# [What the task requires]
From the first line to the last, retype the records exactly without their images.

# [Records supplied]
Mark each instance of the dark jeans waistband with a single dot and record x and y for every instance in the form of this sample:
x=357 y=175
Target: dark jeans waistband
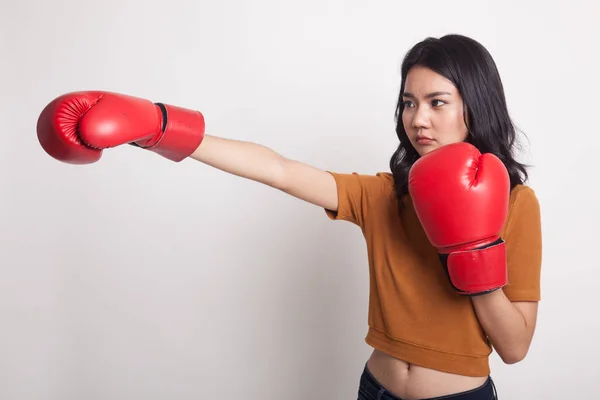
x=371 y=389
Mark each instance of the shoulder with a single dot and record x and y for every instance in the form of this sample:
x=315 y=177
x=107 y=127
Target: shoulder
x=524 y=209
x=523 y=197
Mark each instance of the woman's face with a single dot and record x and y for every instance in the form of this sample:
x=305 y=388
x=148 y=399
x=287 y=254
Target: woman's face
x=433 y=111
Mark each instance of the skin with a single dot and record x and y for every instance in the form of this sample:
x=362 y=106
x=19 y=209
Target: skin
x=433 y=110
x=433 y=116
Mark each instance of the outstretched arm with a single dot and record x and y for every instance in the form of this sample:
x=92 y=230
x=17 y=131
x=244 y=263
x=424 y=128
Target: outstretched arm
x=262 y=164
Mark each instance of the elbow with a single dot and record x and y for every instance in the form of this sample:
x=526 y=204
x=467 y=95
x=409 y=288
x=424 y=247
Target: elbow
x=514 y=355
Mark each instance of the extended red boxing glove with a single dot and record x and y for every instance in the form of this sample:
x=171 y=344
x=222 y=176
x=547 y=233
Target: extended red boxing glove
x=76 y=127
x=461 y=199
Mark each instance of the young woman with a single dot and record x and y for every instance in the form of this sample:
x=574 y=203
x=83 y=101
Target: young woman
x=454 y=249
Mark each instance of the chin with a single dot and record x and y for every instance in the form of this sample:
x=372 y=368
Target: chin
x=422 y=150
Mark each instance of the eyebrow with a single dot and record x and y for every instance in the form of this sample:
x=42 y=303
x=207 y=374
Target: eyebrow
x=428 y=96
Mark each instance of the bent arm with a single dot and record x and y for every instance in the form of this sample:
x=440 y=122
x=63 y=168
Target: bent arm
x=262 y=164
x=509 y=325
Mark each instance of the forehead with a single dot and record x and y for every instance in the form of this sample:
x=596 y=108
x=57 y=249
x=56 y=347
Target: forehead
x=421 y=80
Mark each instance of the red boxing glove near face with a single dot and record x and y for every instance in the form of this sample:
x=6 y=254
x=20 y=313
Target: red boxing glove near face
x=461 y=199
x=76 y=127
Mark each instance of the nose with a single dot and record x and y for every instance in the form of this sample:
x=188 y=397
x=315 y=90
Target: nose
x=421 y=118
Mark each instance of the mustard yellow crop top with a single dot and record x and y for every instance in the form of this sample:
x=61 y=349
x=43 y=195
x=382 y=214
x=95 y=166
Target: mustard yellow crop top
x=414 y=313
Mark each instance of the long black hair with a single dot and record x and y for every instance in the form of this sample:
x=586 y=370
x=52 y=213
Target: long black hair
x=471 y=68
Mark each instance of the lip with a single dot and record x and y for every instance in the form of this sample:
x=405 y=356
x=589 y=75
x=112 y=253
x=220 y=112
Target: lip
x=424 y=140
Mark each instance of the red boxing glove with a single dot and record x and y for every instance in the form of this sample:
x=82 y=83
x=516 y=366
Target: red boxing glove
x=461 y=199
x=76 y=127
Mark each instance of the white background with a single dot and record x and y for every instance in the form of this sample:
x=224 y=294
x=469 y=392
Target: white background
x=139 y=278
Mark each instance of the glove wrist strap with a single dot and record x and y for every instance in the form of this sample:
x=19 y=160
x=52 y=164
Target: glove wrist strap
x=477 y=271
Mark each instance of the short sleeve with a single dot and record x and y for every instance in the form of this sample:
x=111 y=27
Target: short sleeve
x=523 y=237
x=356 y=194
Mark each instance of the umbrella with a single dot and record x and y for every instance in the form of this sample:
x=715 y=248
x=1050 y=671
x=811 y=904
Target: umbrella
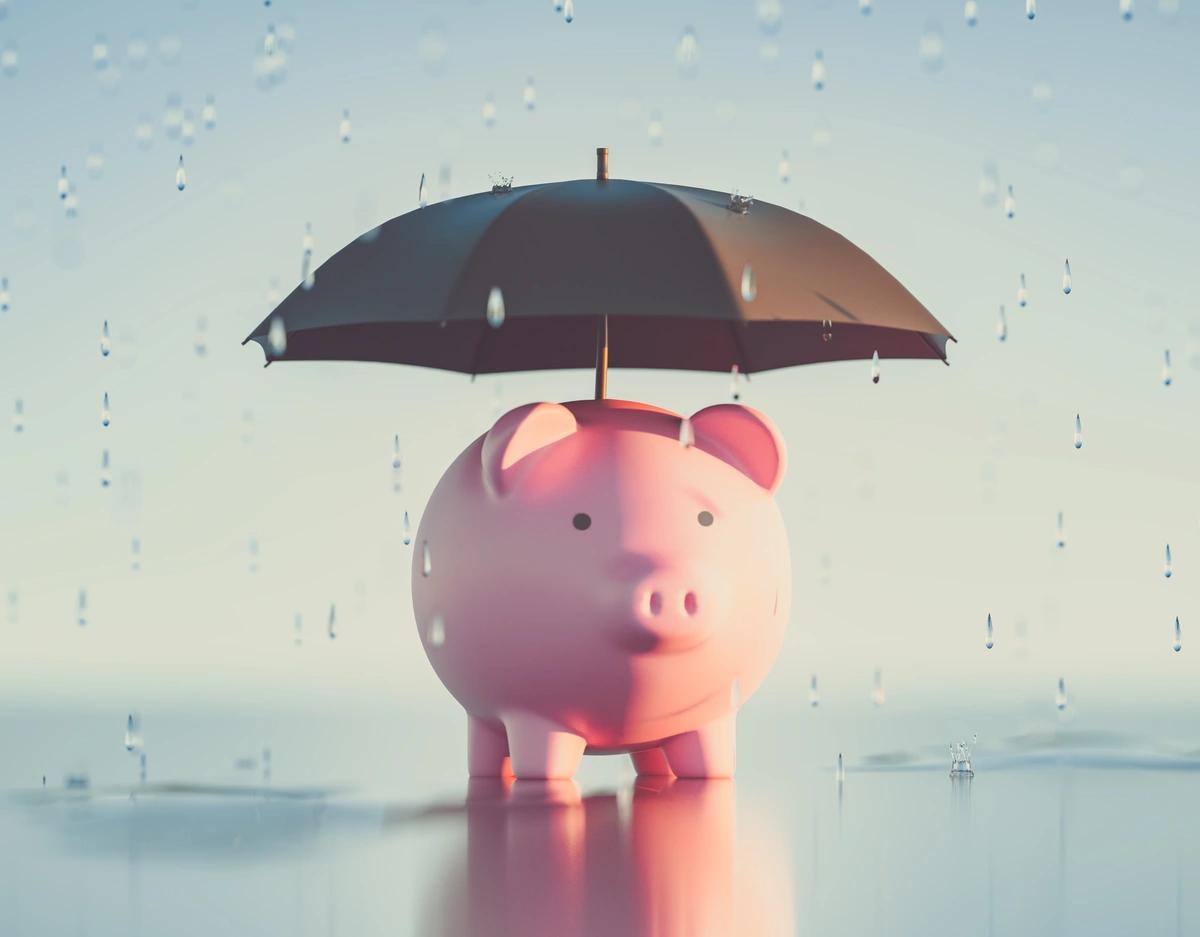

# [Result of the task]
Mark each instance of the dark jeans waistband with a single dot and record x and y for every instance in the form of this sample:
x=357 y=175
Target: dark jeans waistband
x=371 y=389
Mark each instance of the shoulder with a single dot and record x and y for every instance in the form of this sample:
x=315 y=177
x=107 y=127
Target: shoulder
x=524 y=209
x=523 y=197
Mark each instance of the woman's face with a single dot and record x and y for every instance in the form of this sample:
x=305 y=388
x=148 y=399
x=287 y=254
Target: woman's face
x=433 y=111
Mark each instance of the skin with a single dot and record x and y for every instance in the form of this sample:
x=362 y=106
x=19 y=209
Target: skin
x=433 y=110
x=433 y=116
Mark each instance of the outstretched arm with a single dot and record x and y for every instance in the form of this sample:
x=92 y=230
x=17 y=131
x=244 y=263
x=424 y=128
Target: outstretched arm
x=262 y=164
Mark each instance of the elbow with a single dot and record x and y for every instance in the form of this sample:
x=526 y=204
x=467 y=95
x=409 y=288
x=424 y=247
Target: elbow
x=514 y=355
Mark each instance of the extended red boxing glove with a single dot and record x and y for every instance in the form of this sample:
x=171 y=344
x=222 y=176
x=547 y=233
Target: extended red boxing glove
x=76 y=127
x=461 y=199
Mark each instance of the young woman with a single dot and record x and y for every instance in the form of this sample:
x=574 y=203
x=83 y=101
Target: young woman
x=454 y=249
Mark each instance of the chin with a single dot and record x and y for every instance in the form of this sample:
x=372 y=368
Target: chin
x=422 y=150
Mark each instance of the eyebrow with a single dot and record x and y for every instance in the form of this sample:
x=42 y=303
x=207 y=374
Target: eyebrow
x=428 y=96
Mark each instance of the bent arm with a single dot and record x and y for every instance in the form of this sample:
x=440 y=122
x=63 y=168
Target: bent arm
x=262 y=164
x=509 y=325
Mark each instance of the forehead with a single dot and record x and y for every instance in the form of this sample:
x=596 y=108
x=57 y=249
x=56 y=347
Target: forehead
x=421 y=80
Mark each instance of the red boxing glove near face with a single dot and record x and y for every instance in the form of this sample:
x=6 y=254
x=20 y=313
Target: red boxing glove near face
x=461 y=199
x=76 y=127
Mark each instance of the nose with a single dot and record x and y for every instance in the form of this sample:
x=188 y=397
x=315 y=90
Target: nose
x=421 y=118
Mark each instance of the mustard yellow crop top with a single dot and record x and y for every instance in the form of this sample:
x=61 y=349
x=43 y=195
x=382 y=214
x=95 y=166
Target: mustard yellow crop top
x=414 y=313
Mark each instance of the long black hair with a single dot and record x and y for every instance in the form of this sample:
x=586 y=370
x=52 y=213
Target: long black hair
x=471 y=68
Mark each instance of the lip with a single dot and record x and y for every instance in the form of this sample:
x=405 y=356
x=589 y=75
x=112 y=253
x=220 y=112
Target: lip
x=424 y=140
Mark each instance of the red boxing glove with a single dot and record x and y for every instance in the form of this sample:
x=82 y=83
x=516 y=366
Target: red boxing glove
x=461 y=199
x=76 y=127
Mark each instance of the white background with a single dot and record x and y for every instance in the form of this sample:
x=224 y=294
x=469 y=392
Target: white background
x=139 y=278
Mark each instance of the glove wrist strap with a single dot and record x and y for every instance in the form of this sample:
x=19 y=160
x=52 y=164
Target: glove wrist strap
x=477 y=271
Mark each instance of the short sleeve with a single dot and record x and y for every instance in the form of this sample:
x=111 y=27
Target: short sleeve
x=523 y=237
x=356 y=194
Mark each instance of the umbrella with a single dot and record x and y for every instance in the form of this sample:
x=715 y=248
x=1050 y=671
x=811 y=904
Target: umbrella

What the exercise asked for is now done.